Reading passage.
------------------------------------------------------------------------

Meet the farmer with 40,000 apple trees
Producing 5m apples a year is no easy task but it is the norm at Con Traas’s 60ac farm at Moorestown near Cahir in south Tipperary.
The production statistics at The Apple Farm are fascinating, with each of its 40,000 trees producing between 100 and 125 apples each season.
Fifteen apple varieties, from Cox’s Pippins to cooking varieties like Bramley, are grown at the enterprise and sold to established bakeries in Tipperary and Limerick, with about a third of the apples going to “regular customers and callers to the farm shop”.
More recently, the enterprise has linked up with the Dunnes Stores, where the apples are marketed under the Grá fruit range.
Equally fascinating are the statistics behind the other fruits produced on the farm: two acres of strawberries growing six tonnes per acre; raspberries on three-quarters of an acre producing four tonnes; a half-acre of cherries yielding one tonne; and the three-acre plum plot producing a harvest of 15t.

------------------------------------------------------------------------

Exercise A. According to the apple farm article, how many apple varieties are grown there?
Exercise B. Carry on the article about the apple farm from its last sentence.
The lines after this point are separate material and not part of the apple farm article.

------------------------------------------------------------------------

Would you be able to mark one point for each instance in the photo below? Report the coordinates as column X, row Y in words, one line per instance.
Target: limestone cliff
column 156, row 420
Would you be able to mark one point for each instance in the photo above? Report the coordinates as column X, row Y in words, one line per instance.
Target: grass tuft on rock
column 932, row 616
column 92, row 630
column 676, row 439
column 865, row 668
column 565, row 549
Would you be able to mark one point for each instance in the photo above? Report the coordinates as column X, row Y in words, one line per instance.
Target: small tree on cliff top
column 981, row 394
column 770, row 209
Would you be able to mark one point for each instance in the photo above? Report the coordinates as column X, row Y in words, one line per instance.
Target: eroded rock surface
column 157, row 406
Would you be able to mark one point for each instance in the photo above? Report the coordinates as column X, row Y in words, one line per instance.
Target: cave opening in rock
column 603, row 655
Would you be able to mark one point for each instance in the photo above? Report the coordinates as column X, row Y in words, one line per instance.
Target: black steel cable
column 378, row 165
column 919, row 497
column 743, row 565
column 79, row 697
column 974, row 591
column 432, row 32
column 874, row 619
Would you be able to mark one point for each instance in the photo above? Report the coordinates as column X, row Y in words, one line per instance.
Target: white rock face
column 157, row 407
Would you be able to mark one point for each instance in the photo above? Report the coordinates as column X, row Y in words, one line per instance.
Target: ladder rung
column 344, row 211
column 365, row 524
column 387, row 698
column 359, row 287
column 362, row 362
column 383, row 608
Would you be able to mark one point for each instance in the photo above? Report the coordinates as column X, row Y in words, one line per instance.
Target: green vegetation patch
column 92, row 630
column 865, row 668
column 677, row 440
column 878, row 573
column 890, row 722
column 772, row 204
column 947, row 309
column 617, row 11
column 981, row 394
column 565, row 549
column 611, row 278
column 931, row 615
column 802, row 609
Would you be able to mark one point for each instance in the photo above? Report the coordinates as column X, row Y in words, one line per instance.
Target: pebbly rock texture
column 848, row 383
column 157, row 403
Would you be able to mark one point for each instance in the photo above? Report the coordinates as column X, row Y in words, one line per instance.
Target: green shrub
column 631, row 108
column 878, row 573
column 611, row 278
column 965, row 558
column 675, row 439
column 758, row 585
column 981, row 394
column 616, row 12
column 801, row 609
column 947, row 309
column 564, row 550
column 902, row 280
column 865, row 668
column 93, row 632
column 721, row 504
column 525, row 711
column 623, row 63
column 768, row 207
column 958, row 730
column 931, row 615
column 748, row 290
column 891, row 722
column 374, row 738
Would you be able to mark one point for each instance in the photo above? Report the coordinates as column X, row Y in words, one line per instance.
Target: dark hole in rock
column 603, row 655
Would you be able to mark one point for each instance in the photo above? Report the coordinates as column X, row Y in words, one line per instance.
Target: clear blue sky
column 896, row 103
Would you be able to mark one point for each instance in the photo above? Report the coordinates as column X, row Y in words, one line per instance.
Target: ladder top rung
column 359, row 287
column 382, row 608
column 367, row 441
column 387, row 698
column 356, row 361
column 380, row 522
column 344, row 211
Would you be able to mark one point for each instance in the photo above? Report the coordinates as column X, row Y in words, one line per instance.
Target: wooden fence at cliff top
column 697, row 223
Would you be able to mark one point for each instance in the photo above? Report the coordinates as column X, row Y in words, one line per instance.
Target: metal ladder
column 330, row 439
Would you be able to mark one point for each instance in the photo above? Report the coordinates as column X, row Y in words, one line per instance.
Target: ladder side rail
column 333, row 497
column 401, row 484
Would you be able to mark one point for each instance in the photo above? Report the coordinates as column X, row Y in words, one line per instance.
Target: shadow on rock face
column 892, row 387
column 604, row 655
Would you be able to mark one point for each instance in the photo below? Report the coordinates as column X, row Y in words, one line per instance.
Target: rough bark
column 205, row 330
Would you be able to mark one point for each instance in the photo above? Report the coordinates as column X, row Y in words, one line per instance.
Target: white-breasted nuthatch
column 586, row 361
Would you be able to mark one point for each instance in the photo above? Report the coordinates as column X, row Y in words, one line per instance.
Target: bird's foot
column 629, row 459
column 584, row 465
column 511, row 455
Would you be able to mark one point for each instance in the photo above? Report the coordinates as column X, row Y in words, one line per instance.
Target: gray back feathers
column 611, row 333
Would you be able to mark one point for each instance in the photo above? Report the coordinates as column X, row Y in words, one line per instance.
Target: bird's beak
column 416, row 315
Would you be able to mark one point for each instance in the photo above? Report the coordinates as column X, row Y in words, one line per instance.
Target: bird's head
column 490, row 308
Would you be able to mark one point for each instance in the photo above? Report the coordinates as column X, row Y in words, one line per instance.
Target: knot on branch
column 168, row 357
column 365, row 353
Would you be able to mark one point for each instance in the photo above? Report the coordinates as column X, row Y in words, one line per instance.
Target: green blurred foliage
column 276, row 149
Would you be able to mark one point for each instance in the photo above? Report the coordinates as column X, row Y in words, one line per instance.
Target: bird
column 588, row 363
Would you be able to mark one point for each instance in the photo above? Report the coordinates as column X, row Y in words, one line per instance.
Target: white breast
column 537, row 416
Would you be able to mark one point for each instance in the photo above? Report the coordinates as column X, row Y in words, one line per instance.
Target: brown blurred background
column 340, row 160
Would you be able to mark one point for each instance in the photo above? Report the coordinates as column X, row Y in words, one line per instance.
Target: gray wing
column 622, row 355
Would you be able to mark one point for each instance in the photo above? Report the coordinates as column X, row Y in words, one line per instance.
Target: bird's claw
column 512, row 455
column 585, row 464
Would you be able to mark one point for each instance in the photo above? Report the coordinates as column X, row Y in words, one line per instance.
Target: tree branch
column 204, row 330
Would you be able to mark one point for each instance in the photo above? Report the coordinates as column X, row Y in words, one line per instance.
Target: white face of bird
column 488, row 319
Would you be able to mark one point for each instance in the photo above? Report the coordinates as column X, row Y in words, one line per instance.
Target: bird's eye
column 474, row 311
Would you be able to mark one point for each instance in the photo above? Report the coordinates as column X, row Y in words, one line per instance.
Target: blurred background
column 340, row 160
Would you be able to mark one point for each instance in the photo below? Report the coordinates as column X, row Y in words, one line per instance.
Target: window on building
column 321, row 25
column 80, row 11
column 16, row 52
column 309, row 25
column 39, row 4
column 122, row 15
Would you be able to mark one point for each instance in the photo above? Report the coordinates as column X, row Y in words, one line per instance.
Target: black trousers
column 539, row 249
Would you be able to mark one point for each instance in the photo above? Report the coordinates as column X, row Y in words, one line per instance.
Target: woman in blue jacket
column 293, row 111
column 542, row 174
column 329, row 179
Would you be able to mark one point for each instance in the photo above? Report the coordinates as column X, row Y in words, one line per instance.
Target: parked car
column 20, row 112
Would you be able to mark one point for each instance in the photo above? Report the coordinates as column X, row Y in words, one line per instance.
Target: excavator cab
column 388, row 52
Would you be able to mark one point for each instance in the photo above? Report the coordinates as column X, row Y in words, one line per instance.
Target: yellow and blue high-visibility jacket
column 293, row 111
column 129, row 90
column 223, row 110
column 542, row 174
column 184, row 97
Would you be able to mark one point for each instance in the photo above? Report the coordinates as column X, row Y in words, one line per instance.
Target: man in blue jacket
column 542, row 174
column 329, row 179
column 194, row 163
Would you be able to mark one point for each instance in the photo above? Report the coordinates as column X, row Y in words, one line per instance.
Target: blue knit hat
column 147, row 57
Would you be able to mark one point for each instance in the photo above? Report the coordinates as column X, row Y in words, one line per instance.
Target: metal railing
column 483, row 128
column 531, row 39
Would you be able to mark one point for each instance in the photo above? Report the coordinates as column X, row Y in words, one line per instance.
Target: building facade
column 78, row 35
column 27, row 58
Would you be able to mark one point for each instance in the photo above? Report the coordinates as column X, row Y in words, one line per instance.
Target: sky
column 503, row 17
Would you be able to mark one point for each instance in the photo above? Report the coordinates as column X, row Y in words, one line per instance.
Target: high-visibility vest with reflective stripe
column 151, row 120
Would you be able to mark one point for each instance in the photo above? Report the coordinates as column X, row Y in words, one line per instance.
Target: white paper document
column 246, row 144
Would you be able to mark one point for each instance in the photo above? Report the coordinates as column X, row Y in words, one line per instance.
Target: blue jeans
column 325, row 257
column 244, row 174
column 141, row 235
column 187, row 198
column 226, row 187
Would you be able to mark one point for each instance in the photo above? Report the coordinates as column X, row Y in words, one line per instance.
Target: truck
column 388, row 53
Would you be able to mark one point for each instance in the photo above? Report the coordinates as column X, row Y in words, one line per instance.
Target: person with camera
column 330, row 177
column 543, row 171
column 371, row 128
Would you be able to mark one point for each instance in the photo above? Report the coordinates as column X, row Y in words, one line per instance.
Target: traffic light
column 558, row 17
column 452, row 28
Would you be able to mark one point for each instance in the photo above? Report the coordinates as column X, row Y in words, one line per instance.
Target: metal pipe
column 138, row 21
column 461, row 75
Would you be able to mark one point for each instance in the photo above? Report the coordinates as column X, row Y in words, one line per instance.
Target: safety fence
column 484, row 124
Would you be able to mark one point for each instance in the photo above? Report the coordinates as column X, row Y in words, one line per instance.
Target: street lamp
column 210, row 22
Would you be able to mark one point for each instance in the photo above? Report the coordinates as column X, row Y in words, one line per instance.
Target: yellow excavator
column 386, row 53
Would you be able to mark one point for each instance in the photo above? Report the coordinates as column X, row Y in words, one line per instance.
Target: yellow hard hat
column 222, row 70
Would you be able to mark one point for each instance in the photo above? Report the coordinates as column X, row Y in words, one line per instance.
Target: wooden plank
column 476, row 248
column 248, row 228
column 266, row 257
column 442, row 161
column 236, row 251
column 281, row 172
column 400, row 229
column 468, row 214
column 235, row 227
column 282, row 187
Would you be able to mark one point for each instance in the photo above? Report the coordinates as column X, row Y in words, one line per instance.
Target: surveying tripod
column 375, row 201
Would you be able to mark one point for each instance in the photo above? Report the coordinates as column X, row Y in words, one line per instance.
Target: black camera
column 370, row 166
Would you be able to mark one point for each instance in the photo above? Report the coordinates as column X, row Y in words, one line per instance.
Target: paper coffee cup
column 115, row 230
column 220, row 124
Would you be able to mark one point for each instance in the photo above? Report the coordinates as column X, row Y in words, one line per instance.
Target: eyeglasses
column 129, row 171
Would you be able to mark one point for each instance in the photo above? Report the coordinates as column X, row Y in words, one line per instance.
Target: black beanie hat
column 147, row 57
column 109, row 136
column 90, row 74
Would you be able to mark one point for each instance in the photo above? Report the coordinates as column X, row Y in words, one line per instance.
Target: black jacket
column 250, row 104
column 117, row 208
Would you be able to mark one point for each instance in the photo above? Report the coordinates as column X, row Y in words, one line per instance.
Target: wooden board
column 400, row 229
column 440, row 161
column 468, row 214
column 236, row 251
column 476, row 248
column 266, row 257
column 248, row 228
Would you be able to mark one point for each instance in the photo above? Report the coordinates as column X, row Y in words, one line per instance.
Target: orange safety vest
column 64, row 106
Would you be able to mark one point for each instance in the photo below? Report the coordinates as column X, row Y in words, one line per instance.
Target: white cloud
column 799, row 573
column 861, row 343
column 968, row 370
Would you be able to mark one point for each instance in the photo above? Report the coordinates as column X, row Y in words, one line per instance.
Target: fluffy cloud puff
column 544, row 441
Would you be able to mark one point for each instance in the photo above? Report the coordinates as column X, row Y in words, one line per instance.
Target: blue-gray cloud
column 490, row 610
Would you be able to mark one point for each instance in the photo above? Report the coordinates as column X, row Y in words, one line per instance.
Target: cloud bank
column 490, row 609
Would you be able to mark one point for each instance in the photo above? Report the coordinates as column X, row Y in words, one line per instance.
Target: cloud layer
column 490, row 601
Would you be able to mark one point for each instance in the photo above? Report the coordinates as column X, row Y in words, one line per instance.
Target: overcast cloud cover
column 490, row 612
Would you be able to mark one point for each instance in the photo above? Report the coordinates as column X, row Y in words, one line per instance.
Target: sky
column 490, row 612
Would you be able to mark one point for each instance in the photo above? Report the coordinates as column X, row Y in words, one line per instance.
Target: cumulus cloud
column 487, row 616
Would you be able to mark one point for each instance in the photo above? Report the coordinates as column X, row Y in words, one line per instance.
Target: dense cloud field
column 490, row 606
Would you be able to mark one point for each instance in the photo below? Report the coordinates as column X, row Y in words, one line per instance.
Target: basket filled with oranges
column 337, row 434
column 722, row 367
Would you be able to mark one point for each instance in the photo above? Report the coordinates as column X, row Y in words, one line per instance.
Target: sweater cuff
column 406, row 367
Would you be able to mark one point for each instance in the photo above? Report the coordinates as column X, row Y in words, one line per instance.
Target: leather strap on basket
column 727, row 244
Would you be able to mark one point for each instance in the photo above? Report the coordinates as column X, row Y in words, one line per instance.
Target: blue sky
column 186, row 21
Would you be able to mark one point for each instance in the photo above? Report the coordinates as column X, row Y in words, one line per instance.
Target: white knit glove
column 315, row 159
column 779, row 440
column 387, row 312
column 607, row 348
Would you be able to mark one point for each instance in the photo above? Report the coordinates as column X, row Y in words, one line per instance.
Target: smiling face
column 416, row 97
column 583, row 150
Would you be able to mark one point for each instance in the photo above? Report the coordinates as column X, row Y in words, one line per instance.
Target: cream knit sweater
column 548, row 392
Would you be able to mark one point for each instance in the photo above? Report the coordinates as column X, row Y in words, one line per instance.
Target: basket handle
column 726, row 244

------------------------------------------------------------------------

Task answer A. Fifteen.

Task answer B.
Asked which of farm’s fruits are the most profitable, Con points to the cherries which he says were getting “€10 a kilo this year — nearly as good as producing beef”.
He adds that there is future horticultural work to be done on the cherry plot.
Overall, it has been a good year for the fruit at The Apple Farm, with all the fruits thriving apart from the plums, which suffered during the Arctic spell earlier this year and fell victim to every hungry bird around Cahir just before the crop could take off.
The farm was bought by Con’s parents William and Ali Traas when they moved here from Holland some 50 years ago. They purchased the land from a local electrician, Tommy Sampson, who was emigrating to Canada. “Both families have done well ever since,” says Con.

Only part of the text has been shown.